DOCUMENT SECTION: Begin

Gut Healing Vegetable Stock
Prep time
Cook time
Total time
Make a big batch of this vegetarian and vegan stock on the stove and then freeze in 1-2 cup amounts, or in ice cube trays to start making the best soups and stews of your life!
Recipe type: Stock
Cuisine: Dairy-free, egg-free, gluten-free, grain-free, nut-free, soy-free, wheat-free, paleo, vegan.
Serves: 8 cups
  • 1 tbsp coconut oil
  • 2 large onions, chopped
  • 2 medium leeks, white parts only, rinsed and sliced thinly
  • 4 cloves garlic, peeled and minced
  • 3 medium carrots, peeled
  • 1 cup mushrooms (shiitake preferred), sliced
  • 2 celery stalks with leaves, sliced
  • 1 tbsp apple cider vinegar
  • 2-3 bay leaves
  • Herbs: 1-2 springs of thyme or rosemary (optional)
  • 3-4 L water (see notes)
  1. Optional Step: Heat coconut oil in a large stock pot, and saute vegetables over medium high heat until softened, about 5 minutes.
  2. Combine vegetables, apple cider vinegar, water bay leaves and herbs (if using) and bring to a boil. Lower heat to simmer and cook stock, uncovered, over a low heat for 40-50 minutes.
  3. After cooking time has elapsed, take stock pot off the heat and use a slotted spoon to remove solids. Pour stock through a fine mesh sieve lined with cheesecloth into a large glass bowl or container, discarding remaining solids. Portion stock into containers of 250 or 500ml volume and allow to cool completely before storing in the fridge or freezer.
  4. Stock may be refrigerated for up to one week, or frozen for up to three months. Ensure there is plenty of head room in storage containers for expansion when frozen.
Using less water gives you a more concentrated vegetable stock, while using more water makes a lighter-flavoured version.

If you currently experiencing symptoms of IBS or Fructose Malabsorption, it would be preferable to start with a lighter-flavoured stock (using the whole 4L of water) and experiment with using half stock and half water in your soups, stews or braised recipes.

DOCUMENT SECTION: End
DATASET ENTRIES: Begin

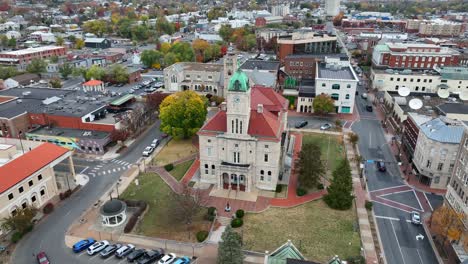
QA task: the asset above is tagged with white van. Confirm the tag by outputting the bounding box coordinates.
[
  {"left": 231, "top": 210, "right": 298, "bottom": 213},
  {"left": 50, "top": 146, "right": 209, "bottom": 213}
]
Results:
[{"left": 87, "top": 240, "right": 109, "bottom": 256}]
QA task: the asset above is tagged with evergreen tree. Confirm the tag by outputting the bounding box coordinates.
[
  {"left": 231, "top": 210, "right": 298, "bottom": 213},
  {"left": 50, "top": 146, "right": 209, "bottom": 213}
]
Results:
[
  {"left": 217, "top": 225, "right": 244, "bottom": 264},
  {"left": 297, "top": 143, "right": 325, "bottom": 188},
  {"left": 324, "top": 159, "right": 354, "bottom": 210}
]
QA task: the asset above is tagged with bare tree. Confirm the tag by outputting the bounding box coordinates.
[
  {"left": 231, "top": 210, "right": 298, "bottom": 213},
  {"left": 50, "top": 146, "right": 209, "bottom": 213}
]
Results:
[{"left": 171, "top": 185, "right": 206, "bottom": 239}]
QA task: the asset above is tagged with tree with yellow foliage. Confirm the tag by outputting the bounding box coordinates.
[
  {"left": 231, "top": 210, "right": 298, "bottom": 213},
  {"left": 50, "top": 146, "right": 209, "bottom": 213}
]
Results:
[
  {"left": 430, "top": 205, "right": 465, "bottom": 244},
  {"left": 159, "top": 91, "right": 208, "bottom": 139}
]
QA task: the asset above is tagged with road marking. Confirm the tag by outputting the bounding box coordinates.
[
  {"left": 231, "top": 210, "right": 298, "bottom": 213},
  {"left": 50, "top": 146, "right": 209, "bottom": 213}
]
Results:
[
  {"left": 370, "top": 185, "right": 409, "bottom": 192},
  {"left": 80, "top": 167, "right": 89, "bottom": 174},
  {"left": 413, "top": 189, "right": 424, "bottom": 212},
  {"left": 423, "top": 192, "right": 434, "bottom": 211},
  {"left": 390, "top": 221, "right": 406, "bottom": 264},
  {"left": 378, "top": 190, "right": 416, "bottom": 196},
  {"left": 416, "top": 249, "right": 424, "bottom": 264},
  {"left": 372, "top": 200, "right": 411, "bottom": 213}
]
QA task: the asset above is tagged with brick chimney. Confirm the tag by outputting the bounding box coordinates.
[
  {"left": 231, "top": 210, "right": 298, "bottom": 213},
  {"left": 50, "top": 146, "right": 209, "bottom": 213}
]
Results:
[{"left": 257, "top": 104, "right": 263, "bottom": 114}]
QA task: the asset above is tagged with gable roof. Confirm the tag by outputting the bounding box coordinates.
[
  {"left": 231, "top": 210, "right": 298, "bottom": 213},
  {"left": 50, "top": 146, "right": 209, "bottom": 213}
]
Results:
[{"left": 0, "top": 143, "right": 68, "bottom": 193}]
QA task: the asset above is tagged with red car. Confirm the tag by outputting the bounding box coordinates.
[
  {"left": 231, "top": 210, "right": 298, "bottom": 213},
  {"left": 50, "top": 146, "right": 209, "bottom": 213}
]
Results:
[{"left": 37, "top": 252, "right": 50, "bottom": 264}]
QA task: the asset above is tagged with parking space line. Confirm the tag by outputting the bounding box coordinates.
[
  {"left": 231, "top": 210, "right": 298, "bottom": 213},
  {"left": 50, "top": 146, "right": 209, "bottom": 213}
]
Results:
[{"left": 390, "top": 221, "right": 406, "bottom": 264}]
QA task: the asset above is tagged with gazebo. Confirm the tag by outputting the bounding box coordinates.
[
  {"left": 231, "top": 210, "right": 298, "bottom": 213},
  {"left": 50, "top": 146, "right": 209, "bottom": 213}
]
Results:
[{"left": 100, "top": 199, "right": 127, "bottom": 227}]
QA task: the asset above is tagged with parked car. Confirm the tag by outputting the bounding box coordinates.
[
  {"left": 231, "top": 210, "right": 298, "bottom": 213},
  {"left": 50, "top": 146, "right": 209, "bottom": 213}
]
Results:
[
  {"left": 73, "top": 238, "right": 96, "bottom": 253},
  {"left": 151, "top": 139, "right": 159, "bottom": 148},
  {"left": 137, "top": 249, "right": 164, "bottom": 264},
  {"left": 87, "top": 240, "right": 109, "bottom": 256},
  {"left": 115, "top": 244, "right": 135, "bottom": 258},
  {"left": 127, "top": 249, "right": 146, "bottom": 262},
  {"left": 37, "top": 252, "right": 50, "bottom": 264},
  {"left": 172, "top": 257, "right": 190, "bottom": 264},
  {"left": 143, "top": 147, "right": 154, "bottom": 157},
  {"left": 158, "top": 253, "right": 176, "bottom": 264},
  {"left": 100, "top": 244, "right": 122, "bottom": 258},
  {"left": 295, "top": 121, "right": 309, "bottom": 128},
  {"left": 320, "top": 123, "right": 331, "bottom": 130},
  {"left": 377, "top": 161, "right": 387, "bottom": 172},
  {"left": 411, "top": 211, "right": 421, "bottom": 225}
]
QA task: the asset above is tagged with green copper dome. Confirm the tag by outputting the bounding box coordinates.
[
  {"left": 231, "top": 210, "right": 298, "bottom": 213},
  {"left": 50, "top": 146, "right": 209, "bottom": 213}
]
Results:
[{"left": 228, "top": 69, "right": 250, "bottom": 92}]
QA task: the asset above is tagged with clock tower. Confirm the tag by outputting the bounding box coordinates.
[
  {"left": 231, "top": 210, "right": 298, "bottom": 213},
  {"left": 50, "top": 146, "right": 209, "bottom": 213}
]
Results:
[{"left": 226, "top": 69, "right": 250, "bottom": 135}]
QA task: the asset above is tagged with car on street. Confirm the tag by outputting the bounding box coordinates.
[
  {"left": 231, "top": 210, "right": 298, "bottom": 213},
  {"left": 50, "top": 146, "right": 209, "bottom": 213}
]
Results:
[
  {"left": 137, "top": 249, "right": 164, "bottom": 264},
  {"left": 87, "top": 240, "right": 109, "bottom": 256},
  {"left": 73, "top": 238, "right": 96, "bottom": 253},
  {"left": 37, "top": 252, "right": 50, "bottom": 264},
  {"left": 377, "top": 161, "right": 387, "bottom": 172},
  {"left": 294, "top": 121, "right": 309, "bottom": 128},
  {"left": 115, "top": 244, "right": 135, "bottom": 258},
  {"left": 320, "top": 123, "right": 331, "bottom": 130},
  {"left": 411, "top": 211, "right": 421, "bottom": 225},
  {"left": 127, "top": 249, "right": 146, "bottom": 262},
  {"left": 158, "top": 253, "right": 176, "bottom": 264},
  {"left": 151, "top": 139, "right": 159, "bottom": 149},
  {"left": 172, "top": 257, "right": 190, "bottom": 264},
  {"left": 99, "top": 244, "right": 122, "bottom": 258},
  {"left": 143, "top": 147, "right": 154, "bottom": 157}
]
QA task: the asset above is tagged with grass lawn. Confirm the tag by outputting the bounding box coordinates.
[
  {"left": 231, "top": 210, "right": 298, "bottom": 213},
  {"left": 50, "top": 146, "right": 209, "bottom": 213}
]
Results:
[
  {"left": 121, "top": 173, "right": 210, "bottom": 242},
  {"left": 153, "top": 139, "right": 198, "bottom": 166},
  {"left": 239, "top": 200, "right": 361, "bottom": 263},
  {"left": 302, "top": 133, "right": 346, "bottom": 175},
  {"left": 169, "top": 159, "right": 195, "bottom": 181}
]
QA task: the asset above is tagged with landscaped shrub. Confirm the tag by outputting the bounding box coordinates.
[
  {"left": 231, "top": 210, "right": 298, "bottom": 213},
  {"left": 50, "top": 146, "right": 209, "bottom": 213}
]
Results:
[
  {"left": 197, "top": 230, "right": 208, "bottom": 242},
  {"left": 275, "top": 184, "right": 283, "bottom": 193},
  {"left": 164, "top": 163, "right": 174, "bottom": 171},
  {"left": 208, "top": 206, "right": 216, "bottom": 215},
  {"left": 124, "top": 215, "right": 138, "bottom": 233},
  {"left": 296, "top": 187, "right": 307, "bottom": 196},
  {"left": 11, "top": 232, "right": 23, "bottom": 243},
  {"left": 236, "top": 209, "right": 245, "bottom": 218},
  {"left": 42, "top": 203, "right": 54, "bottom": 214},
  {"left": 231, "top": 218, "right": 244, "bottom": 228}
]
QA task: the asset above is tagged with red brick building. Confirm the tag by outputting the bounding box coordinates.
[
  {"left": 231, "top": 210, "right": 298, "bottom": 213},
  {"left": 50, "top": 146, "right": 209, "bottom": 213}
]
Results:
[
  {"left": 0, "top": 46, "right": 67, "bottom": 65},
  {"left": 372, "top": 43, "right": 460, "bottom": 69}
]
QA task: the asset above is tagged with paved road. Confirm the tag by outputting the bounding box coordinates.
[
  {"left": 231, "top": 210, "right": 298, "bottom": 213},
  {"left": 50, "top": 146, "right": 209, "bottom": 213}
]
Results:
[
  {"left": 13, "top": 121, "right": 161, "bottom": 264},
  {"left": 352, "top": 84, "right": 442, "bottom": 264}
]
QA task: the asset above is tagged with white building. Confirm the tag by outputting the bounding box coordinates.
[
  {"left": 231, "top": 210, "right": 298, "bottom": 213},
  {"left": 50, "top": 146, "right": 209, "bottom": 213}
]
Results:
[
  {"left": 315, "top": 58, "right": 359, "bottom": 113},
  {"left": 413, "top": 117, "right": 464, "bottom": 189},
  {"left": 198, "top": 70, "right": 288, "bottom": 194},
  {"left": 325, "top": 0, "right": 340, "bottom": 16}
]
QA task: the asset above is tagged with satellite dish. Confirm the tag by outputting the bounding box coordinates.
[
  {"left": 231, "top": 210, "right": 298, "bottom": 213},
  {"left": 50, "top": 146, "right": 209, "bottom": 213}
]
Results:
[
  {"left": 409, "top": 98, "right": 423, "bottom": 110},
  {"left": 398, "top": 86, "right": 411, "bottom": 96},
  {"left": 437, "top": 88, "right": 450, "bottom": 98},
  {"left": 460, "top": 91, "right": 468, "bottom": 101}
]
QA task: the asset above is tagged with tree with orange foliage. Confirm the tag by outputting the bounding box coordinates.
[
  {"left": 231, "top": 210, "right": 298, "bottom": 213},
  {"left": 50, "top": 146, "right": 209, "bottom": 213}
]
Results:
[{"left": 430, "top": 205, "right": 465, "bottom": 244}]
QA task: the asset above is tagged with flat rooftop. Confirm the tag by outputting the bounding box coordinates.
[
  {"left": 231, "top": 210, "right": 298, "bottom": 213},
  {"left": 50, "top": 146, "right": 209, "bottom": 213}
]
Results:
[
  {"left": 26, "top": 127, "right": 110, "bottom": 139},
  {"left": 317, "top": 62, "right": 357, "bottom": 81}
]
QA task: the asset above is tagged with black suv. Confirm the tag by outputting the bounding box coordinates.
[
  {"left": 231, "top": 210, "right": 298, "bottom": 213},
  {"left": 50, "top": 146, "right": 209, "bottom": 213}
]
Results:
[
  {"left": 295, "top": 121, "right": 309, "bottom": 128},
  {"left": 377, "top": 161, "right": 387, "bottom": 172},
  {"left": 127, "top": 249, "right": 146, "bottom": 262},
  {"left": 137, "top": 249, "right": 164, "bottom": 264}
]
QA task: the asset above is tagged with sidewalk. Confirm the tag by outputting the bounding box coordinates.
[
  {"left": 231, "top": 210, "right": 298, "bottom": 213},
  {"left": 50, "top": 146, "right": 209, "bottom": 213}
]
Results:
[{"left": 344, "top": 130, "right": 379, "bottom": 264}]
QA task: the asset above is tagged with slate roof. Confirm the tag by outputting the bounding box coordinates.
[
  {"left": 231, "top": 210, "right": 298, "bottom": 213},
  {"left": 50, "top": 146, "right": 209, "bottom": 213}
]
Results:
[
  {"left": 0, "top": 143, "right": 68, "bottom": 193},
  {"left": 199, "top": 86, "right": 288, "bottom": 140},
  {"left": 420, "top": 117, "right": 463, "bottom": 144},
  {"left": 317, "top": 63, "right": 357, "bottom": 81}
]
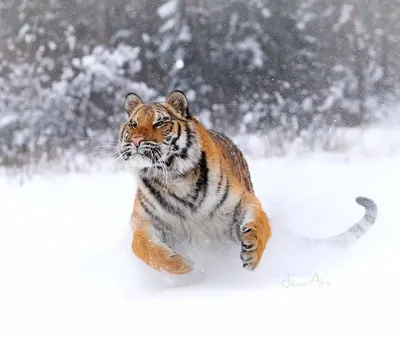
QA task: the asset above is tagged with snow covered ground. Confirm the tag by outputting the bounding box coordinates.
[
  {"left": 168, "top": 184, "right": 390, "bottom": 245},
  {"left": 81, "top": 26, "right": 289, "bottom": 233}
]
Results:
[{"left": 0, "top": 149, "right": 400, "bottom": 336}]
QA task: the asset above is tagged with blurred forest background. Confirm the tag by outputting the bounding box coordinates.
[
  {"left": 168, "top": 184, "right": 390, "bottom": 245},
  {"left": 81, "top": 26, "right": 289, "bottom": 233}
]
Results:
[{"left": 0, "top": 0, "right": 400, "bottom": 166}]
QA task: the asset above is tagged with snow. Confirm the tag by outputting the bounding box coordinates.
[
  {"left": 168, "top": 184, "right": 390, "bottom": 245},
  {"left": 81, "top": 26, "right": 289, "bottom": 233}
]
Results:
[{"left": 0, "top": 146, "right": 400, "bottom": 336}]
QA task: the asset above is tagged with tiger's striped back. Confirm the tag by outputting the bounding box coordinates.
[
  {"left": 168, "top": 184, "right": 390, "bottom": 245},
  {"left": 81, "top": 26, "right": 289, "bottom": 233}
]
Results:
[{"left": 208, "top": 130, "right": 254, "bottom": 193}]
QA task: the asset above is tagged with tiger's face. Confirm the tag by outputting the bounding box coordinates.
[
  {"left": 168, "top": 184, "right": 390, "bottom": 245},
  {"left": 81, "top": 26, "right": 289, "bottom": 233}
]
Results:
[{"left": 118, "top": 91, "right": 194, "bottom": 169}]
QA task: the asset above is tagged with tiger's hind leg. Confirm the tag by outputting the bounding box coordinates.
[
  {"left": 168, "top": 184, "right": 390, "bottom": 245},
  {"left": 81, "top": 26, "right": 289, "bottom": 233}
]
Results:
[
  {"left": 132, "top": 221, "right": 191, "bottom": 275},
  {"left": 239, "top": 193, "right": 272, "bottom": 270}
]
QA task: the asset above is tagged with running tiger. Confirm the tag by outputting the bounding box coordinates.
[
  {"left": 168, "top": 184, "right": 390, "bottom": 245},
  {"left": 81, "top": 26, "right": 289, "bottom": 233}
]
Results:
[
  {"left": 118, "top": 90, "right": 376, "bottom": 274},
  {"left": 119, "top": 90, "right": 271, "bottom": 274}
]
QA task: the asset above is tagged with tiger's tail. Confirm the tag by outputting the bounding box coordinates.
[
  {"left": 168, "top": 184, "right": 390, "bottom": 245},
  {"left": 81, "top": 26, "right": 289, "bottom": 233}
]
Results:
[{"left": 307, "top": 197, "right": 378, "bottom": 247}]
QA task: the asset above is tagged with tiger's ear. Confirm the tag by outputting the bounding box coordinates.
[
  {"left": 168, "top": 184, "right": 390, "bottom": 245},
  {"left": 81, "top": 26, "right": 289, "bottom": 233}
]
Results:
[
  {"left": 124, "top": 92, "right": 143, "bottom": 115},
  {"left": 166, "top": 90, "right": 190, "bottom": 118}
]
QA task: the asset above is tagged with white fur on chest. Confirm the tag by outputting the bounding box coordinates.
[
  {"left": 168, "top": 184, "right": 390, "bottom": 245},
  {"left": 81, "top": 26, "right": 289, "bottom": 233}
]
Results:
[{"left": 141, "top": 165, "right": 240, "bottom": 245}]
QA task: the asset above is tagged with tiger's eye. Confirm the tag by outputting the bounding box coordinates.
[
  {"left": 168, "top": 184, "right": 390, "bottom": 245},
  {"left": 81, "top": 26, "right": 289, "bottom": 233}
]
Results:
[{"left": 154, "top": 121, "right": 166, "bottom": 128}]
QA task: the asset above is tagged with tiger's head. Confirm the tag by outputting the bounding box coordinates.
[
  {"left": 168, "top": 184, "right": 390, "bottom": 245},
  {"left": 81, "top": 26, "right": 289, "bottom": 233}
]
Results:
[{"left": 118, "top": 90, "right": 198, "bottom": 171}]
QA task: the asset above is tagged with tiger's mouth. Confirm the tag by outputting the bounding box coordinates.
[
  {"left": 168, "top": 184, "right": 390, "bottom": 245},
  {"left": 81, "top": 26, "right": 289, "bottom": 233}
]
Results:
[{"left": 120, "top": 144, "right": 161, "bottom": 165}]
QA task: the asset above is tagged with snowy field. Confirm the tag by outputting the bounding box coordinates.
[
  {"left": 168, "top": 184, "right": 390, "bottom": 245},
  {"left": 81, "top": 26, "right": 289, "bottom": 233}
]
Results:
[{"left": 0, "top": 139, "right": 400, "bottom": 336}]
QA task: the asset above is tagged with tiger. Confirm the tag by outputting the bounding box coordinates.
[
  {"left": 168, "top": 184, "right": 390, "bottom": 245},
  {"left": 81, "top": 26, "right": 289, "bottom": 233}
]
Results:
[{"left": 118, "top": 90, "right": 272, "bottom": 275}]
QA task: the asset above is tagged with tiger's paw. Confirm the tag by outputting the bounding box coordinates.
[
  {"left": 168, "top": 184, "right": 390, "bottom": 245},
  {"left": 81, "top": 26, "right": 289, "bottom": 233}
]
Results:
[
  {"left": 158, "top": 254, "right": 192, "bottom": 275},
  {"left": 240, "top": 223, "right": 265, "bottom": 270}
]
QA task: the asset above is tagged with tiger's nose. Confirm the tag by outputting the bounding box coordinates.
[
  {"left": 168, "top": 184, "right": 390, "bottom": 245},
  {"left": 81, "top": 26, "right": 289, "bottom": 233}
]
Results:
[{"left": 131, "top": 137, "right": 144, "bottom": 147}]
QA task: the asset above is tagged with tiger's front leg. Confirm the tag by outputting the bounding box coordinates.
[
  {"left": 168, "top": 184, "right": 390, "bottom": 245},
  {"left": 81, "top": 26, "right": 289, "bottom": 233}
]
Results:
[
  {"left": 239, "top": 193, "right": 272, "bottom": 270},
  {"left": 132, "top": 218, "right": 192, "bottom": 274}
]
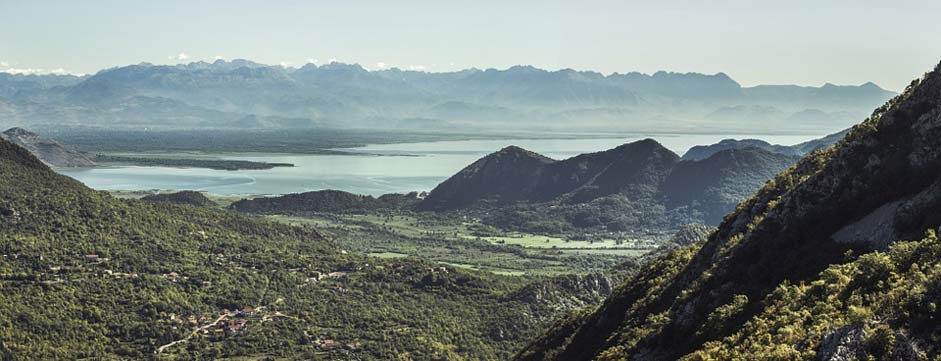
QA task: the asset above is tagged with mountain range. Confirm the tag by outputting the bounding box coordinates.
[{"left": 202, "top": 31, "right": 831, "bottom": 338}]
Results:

DATASET ENTRIES: End

# [YOUR ASSIGNMENT]
In the vegetable stock recipe, why should the storage containers have plenty of head room? Answer in one to three sentences.

# [TASK OUTPUT]
The stock expands when it freezes, so the containers need extra space to allow for that expansion.